_TEXTO FORNECIDO_:

Pelo ano em que o Gato Felix surge como tira semanal, em 1924, vindo da figura de cartoon de animação, de Pat Sullivan, de 1919, que o disputa com o seu desenhador  Otto Messmer, torna-se quase um sucessor, pelo sucesso, em comic do seu mais paradoxal antepassado, Crazy Cat, nascido em 1911 como comic pela mão de George Herriman, emerge, nas tiras de cartoon, uma figura que fará o género inflectir em novas ressonâncias temáticas Little Ophna Annie de Harold Gray, com o subtítulo de série, “ou as desventuras de uma órfã”.

Primeira strip, publicada em 5 de agosto de 1924 no jornal Daily News, de New York.

As aventuras de Little Orphan Annie eram contadas num estilo, que, em termos genéricos poderia ser comparada com a novela picaresca, com pinceladas de ambiência gótica e a presença de muitas situações melodramáticas. A personagem principal deambula, abandonada por um mundo corrupto, em histórias episódicas e independentes. No primeiro ano da publicação, aparecem as personagens que se manterão como recorrentes comparsas coadjuvantes: “Daddy” Warbucks e o cão, Sandy. Os vilões, opositores ou mesmo adversários, manifestam-se desde esse primeiro momento, mas apenas se manterá mais longamente Madame Warbucks, esposa do “Daddy”, cuja adversidade é mais motivada pelos ciúmes do afecto que o marido dedica à órfã do que propriamente por maldade ou desumanidade, como serão muitos dos outros casos.

_TAREFA A_:
Copie do texto fornecido o trecho que vai de "As aventuras de" até "dos outros casos.".
_TAREFA B_:
Segundo o texto fornecido, em que jornal e em que data foi publicada a primeira strip?
_TAREFA C_:
Reescreva em forma de lista, mantendo os fatos principais, o parágrafo do texto fornecido que começa com "As aventuras de Little Orphan Annie eram contadas".

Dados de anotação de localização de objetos

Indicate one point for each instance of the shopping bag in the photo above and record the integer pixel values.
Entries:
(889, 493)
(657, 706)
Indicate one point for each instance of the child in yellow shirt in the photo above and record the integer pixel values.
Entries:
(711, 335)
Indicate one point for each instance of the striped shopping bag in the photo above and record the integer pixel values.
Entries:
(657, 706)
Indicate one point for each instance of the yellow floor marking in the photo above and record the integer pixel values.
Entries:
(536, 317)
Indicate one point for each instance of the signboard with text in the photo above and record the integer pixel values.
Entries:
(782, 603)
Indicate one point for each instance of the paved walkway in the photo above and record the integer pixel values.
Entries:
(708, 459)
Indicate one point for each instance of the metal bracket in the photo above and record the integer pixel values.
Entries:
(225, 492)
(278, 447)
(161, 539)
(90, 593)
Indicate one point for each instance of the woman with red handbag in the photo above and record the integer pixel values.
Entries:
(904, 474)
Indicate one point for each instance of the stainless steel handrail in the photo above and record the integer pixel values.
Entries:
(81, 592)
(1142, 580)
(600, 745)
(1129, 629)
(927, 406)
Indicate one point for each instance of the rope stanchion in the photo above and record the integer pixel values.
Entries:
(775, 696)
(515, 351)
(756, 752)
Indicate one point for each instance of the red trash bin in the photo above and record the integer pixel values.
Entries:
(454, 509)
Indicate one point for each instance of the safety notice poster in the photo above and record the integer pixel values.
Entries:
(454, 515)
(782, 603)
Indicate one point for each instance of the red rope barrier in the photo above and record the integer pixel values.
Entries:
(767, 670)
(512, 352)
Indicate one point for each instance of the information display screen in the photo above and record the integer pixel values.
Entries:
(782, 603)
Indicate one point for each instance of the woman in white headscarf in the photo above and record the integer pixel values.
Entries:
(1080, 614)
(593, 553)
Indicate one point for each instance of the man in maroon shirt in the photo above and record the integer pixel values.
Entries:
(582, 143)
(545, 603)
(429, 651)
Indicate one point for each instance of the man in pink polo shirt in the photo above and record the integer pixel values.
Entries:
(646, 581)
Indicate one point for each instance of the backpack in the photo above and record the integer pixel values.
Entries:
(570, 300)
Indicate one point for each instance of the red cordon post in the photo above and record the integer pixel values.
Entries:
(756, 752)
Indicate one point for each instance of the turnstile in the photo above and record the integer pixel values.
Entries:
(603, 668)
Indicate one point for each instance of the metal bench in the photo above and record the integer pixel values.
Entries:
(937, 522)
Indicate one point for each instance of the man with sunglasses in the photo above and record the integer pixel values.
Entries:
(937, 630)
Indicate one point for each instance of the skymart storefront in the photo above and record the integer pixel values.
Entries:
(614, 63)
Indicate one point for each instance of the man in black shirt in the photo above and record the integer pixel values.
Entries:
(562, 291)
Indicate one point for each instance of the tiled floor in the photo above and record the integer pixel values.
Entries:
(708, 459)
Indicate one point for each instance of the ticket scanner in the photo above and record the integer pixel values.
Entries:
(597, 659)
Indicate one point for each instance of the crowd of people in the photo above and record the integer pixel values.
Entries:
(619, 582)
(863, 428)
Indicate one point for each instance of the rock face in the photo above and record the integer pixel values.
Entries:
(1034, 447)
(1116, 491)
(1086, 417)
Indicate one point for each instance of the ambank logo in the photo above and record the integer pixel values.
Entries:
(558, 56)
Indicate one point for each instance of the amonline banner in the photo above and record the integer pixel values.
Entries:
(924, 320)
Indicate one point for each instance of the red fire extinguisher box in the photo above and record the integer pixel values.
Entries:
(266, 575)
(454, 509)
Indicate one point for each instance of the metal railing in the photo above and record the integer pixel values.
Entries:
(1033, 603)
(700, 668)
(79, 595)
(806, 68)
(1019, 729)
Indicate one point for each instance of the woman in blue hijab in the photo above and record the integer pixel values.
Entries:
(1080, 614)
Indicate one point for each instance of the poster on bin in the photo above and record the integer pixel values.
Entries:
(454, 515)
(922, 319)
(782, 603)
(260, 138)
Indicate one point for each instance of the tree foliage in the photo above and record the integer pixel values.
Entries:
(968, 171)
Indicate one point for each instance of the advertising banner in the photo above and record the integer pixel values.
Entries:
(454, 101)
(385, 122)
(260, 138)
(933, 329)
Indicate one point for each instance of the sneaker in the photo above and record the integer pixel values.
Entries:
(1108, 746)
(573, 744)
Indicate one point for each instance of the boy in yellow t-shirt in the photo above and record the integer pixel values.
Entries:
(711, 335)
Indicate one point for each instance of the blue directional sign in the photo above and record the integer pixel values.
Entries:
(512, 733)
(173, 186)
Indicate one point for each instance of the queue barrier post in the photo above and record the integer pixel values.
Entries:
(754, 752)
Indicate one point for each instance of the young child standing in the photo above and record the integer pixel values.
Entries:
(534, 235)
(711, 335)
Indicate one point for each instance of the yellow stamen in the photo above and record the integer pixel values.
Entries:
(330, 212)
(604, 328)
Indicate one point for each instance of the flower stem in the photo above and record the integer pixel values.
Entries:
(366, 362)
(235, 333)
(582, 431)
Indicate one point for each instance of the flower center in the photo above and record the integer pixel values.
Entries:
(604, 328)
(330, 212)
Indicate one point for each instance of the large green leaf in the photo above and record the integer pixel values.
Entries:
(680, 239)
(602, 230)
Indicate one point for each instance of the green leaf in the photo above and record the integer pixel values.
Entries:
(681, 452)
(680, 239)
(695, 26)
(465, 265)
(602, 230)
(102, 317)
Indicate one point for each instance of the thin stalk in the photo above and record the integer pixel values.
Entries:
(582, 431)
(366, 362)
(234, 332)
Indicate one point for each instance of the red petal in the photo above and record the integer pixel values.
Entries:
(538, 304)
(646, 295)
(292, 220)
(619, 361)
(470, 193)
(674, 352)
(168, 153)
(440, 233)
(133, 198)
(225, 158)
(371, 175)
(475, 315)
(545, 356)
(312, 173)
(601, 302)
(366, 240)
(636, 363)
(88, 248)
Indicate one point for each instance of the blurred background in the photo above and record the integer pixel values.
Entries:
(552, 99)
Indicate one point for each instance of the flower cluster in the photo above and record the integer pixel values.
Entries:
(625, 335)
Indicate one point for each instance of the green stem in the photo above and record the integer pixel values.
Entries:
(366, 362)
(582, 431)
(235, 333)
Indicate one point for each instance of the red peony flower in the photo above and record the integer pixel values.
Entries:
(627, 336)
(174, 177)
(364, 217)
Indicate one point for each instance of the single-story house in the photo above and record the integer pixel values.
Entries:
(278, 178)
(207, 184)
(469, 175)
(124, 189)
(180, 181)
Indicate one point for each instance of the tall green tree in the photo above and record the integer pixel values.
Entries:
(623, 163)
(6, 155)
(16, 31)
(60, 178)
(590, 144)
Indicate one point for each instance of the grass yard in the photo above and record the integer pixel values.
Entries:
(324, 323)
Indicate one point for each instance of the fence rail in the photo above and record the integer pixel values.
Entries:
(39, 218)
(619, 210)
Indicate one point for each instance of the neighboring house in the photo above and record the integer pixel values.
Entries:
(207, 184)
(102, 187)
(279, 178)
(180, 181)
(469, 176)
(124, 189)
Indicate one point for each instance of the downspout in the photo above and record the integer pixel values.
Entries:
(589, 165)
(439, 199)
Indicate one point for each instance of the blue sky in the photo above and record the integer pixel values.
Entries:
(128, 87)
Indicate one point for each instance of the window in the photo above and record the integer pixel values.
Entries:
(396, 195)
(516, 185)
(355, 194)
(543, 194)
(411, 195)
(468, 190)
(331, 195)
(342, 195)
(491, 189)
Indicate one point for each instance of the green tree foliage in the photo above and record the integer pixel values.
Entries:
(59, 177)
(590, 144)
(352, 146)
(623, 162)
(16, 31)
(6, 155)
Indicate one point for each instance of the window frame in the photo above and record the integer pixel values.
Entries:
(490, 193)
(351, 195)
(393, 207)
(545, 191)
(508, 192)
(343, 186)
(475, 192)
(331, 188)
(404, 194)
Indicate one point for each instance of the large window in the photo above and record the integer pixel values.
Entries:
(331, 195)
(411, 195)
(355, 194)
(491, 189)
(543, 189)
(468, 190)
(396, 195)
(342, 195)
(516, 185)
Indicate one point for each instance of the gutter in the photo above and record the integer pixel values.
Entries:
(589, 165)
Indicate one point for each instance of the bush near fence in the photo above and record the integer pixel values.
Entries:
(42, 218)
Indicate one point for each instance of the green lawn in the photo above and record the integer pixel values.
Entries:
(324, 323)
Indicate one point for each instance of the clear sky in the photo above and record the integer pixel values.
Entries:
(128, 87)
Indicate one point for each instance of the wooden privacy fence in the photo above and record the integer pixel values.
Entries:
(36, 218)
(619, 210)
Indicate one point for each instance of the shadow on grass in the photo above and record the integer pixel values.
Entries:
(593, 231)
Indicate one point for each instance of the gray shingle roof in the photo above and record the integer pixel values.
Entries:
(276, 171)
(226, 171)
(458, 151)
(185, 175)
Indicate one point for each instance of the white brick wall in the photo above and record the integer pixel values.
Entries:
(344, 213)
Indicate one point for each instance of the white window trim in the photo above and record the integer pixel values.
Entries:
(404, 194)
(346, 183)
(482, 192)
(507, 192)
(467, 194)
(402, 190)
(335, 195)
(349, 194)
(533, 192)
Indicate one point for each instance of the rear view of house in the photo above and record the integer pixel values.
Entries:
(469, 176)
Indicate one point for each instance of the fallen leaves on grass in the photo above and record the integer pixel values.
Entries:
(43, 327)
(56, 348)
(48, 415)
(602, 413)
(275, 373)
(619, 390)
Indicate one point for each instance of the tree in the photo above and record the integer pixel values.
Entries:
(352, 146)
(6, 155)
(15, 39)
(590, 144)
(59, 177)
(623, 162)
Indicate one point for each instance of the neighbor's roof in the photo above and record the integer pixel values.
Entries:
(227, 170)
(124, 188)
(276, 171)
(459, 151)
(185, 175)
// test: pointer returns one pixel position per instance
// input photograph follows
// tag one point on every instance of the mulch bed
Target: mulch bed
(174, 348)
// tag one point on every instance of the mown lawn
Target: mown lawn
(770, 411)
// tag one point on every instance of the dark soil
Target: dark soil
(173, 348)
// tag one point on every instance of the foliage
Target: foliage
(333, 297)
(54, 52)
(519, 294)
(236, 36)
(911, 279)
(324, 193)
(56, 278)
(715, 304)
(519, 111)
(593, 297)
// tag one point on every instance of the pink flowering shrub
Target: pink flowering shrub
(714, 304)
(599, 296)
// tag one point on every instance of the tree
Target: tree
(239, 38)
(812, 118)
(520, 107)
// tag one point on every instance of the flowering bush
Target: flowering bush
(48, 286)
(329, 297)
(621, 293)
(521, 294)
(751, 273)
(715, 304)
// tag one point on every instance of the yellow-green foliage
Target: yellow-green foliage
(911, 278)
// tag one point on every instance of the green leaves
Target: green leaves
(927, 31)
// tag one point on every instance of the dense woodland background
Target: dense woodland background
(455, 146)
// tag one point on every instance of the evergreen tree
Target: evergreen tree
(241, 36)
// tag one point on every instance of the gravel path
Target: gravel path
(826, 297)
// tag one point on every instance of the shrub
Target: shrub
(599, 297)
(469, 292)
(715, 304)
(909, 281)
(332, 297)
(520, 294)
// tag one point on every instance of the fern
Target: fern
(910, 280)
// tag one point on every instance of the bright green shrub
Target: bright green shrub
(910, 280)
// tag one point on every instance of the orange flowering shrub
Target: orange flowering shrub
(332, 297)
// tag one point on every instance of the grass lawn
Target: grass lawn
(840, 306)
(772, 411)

_RESPOSTA ESPERADA A_:
As aventuras de Little Orphan Annie eram contadas num estilo, que, em termos genéricos poderia ser comparada com a novela picaresca, com pinceladas de ambiência gótica e a presença de muitas situações melodramáticas. A personagem principal deambula, abandonada por um mundo corrupto, em histórias episódicas e independentes. No primeiro ano da publicação, aparecem as personagens que se manterão como recorrentes comparsas coadjuvantes: “Daddy” Warbucks e o cão, Sandy. Os vilões, opositores ou mesmo adversários, manifestam-se desde esse primeiro momento, mas apenas se manterá mais longamente Madame Warbucks, esposa do “Daddy”, cuja adversidade é mais motivada pelos ciúmes do afecto que o marido dedica à órfã do que propriamente por maldade ou desumanidade, como serão muitos dos outros casos.

_RESPOSTA ESPERADA B_:
No jornal Daily News, de New York, em 5 de agosto de 1924.

_RESPOSTA ESPERADA C_:
- O estilo das histórias pode ser comparado ao da novela picaresca, com pinceladas de ambiência gótica e muitas situações melodramáticas.
- A personagem principal deambula, abandonada por um mundo corrupto, em histórias episódicas e independentes.
- No primeiro ano da publicação surgem os comparsas coadjuvantes recorrentes: "Daddy" Warbucks e o cão Sandy.
- Os vilões aparecem desde o início, mas só Madame Warbucks, esposa do "Daddy", se mantém mais longamente.
- A adversidade de Madame Warbucks vem mais dos ciúmes do afeto que o marido dedica à órfã do que de maldade ou desumanidade.